STATED GOAL ::
Could you render every line of the listing below as a JSON list of strings, one string per line, omitting any blank lines?

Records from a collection
*****

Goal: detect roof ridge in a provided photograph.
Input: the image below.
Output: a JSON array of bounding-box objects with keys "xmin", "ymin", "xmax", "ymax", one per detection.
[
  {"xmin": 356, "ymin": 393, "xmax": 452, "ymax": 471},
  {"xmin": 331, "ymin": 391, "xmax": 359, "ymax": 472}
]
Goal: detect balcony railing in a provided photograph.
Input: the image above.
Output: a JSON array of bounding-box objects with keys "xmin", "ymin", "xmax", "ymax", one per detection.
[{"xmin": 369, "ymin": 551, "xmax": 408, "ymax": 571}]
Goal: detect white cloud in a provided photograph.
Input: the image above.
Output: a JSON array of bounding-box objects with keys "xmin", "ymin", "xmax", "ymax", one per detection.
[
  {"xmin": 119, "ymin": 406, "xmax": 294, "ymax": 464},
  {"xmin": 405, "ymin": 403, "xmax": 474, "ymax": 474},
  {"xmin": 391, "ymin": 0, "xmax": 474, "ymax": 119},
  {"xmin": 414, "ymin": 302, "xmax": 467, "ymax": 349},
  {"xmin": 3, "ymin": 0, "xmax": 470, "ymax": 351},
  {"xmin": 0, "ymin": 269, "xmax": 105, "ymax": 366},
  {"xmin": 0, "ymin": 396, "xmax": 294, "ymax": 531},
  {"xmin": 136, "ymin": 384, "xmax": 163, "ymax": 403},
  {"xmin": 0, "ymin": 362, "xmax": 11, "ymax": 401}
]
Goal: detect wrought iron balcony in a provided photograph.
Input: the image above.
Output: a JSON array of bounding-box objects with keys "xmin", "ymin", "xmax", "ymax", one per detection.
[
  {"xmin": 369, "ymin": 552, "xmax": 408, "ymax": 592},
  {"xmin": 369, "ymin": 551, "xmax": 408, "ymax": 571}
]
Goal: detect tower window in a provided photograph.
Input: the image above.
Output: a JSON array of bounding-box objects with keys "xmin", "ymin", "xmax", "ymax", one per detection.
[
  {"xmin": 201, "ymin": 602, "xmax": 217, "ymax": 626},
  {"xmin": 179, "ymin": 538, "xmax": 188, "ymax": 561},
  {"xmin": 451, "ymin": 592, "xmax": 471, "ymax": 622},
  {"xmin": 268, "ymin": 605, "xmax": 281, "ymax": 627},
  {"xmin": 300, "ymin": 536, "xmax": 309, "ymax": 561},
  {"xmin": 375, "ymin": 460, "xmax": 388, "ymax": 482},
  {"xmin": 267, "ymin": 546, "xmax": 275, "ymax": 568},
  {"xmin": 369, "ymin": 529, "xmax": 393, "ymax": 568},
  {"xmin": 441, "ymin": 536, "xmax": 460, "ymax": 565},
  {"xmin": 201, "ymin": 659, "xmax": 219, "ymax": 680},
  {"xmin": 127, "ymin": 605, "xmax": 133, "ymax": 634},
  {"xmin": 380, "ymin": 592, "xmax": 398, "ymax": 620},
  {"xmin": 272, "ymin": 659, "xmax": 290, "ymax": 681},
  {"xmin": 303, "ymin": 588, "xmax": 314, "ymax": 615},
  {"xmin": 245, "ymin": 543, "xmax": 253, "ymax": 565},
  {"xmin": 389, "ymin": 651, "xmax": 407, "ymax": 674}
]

*****

PROBLEM SOLUTION ::
[
  "Goal: detect roof ridge in a provided photograph.",
  "Input: the image below.",
  "Output: a JSON array of bounding-box objects with keys \"xmin\", \"ymin\", \"xmax\", \"ymax\", one per detection.",
  "[",
  "  {\"xmin\": 356, \"ymin\": 393, \"xmax\": 452, \"ymax\": 471},",
  "  {\"xmin\": 331, \"ymin\": 391, \"xmax\": 359, \"ymax\": 472}",
  "]",
  "Goal: detect balcony railing in a provided photograph.",
  "Input: the image above.",
  "Output: a JSON array of bounding-box objects with keys \"xmin\", \"ymin\", \"xmax\", \"ymax\", one per detection.",
  "[{\"xmin\": 369, \"ymin\": 551, \"xmax\": 408, \"ymax\": 571}]",
  "Goal: detect white cloud in a provided photograph.",
  "Input: the image above.",
  "Output: a JSON array of bounding-box objects with keys \"xmin\", \"ymin\", \"xmax\", \"ymax\", one per detection.",
  "[",
  "  {\"xmin\": 119, \"ymin\": 406, \"xmax\": 294, \"ymax\": 464},",
  "  {\"xmin\": 405, \"ymin\": 403, \"xmax\": 474, \"ymax\": 474},",
  "  {\"xmin\": 391, \"ymin\": 0, \"xmax\": 474, \"ymax\": 119},",
  "  {\"xmin\": 414, \"ymin\": 302, \"xmax\": 467, \"ymax\": 349},",
  "  {\"xmin\": 3, \"ymin\": 0, \"xmax\": 470, \"ymax\": 351},",
  "  {\"xmin\": 0, \"ymin\": 269, \"xmax\": 105, \"ymax\": 366},",
  "  {\"xmin\": 0, \"ymin\": 396, \"xmax\": 294, \"ymax\": 531},",
  "  {\"xmin\": 136, \"ymin\": 384, \"xmax\": 163, \"ymax\": 403},",
  "  {\"xmin\": 0, \"ymin\": 362, \"xmax\": 11, \"ymax\": 401}",
  "]",
  "Goal: detect wrought iron balcony in a provided photograph.",
  "Input: the image above.",
  "Output: a JSON array of bounding-box objects with keys \"xmin\", \"ymin\", \"xmax\", \"ymax\", one per detection.",
  "[",
  "  {\"xmin\": 369, \"ymin\": 552, \"xmax\": 408, \"ymax\": 592},",
  "  {\"xmin\": 369, \"ymin\": 551, \"xmax\": 408, \"ymax\": 571}",
  "]",
  "Goal: detect tower window in a provided photograph.",
  "Input: the image above.",
  "Output: a JSON array of bounding-box objects with keys \"xmin\", \"ymin\", \"xmax\", \"ymax\", one per detection.",
  "[",
  "  {\"xmin\": 201, \"ymin\": 602, \"xmax\": 217, \"ymax\": 626},",
  "  {\"xmin\": 179, \"ymin\": 538, \"xmax\": 188, \"ymax\": 561},",
  "  {\"xmin\": 451, \"ymin\": 592, \"xmax\": 471, \"ymax\": 622},",
  "  {\"xmin\": 268, \"ymin\": 605, \"xmax\": 281, \"ymax\": 627},",
  "  {\"xmin\": 300, \"ymin\": 536, \"xmax\": 309, \"ymax\": 561},",
  "  {\"xmin\": 375, \"ymin\": 460, \"xmax\": 388, \"ymax\": 482},",
  "  {\"xmin\": 267, \"ymin\": 546, \"xmax\": 275, \"ymax\": 568},",
  "  {\"xmin\": 369, \"ymin\": 529, \"xmax\": 393, \"ymax\": 568},",
  "  {\"xmin\": 441, \"ymin\": 536, \"xmax\": 460, \"ymax\": 565},",
  "  {\"xmin\": 201, \"ymin\": 659, \"xmax\": 219, \"ymax\": 680},",
  "  {\"xmin\": 127, \"ymin\": 605, \"xmax\": 133, \"ymax\": 634},",
  "  {\"xmin\": 380, \"ymin\": 592, \"xmax\": 398, \"ymax\": 620},",
  "  {\"xmin\": 272, \"ymin\": 659, \"xmax\": 290, \"ymax\": 681},",
  "  {\"xmin\": 303, \"ymin\": 588, \"xmax\": 314, \"ymax\": 615},",
  "  {\"xmin\": 245, \"ymin\": 543, \"xmax\": 253, \"ymax\": 565},",
  "  {\"xmin\": 389, \"ymin\": 651, \"xmax\": 407, \"ymax\": 674}",
  "]"
]